DIRECTIONS — Without any of the pictures, set down the data below exactly.

DATA RECORDS —
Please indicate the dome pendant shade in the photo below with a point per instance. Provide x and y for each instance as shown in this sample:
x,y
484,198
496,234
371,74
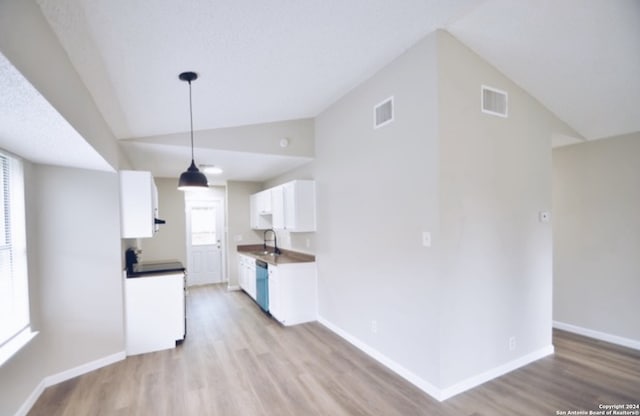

ANSWER TO THE PROBLEM —
Please indicate the dome pendant shade in the photo below with a point per instance. Provide x and y for each instance as shown in this sample:
x,y
484,198
496,234
371,74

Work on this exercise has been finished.